Requirements »
Each entry needs to be restated exactly as written.

Source records »
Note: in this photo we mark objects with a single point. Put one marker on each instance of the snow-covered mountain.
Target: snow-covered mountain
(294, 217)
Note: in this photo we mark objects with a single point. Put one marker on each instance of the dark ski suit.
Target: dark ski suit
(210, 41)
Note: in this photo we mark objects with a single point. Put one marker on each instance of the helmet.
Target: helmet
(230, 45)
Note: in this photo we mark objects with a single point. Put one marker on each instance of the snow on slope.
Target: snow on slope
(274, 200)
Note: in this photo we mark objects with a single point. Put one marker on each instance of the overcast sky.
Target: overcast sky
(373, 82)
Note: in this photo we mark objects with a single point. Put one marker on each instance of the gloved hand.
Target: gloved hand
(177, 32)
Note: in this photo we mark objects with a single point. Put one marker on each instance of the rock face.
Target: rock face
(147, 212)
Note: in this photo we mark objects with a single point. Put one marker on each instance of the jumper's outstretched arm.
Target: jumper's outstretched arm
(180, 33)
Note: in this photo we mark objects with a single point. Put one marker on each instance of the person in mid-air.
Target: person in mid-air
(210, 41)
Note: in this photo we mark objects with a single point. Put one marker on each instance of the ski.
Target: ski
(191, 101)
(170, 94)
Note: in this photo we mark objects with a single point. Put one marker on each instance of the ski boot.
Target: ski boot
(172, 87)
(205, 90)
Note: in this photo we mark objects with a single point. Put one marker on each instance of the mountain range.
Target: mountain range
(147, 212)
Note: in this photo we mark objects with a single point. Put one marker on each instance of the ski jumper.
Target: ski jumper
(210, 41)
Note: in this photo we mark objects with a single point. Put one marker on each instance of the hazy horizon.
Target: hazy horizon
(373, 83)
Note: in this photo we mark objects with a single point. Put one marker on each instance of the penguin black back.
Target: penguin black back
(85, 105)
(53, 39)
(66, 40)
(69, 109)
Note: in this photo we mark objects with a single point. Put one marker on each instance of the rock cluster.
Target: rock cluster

In response »
Note: in this photo we mark objects with a single point. Put one marker on each instance of the snow-covered mountain.
Target: snow-covered mountain
(294, 217)
Note: in this photo we mark objects with a single point. Put one marker on each instance of the dark ski suit.
Target: dark ski suit
(210, 41)
Note: in this photo we mark objects with a single point. Put one marker on each instance of the helmet.
Target: helmet
(230, 45)
Note: in this photo we mark objects with a single point. Put one marker on each instance of the snow on slope.
Target: snow on slope
(274, 200)
Note: in this photo we mark objects with a single point. Put one marker on each instance of the overcast sky.
Target: overcast sky
(373, 82)
Note: in this photo we mark objects with a single point. Put one marker on each instance of the gloved hand.
Target: gloved hand
(177, 32)
Note: in this photo we mark objects with a single point. Put one marker on each instance of the rock face.
Target: rock face
(147, 212)
Note: in this photo we mark objects with a single point. Put one marker on each instance of the jumper's outstretched arm.
Target: jumper's outstretched arm
(180, 33)
Note: in this photo we mark objects with a single point. Put one marker on each instance of the person in mid-air.
Target: person in mid-air
(210, 41)
Note: in this photo we mark objects with a single point. Put one marker on each instance of the ski.
Target: ski
(191, 101)
(170, 94)
Note: in this photo we mark objects with a single point. Put one marker on each instance of the ski boot.
Target: ski boot
(172, 87)
(205, 90)
Note: in this photo we mark objects with a single point. Put one marker on each instance of the mountain range.
Target: mountain range
(147, 212)
Note: in this photo we mark objects with a single point. Put one marker on each instance of the ski jumper.
Target: ski jumper
(210, 41)
Note: in this photo we mark objects with a single point. Put one marker on each instance of the hazy horizon.
Target: hazy horizon
(373, 83)
Note: in this photo we mark objects with a single point. Put one marker on each instance of the penguin black back.
Target: penguin black back
(85, 105)
(53, 39)
(66, 40)
(69, 109)
Note: in this photo we mark objects with a single point. Put one marker on each instance of the rock cluster.
Target: rock cluster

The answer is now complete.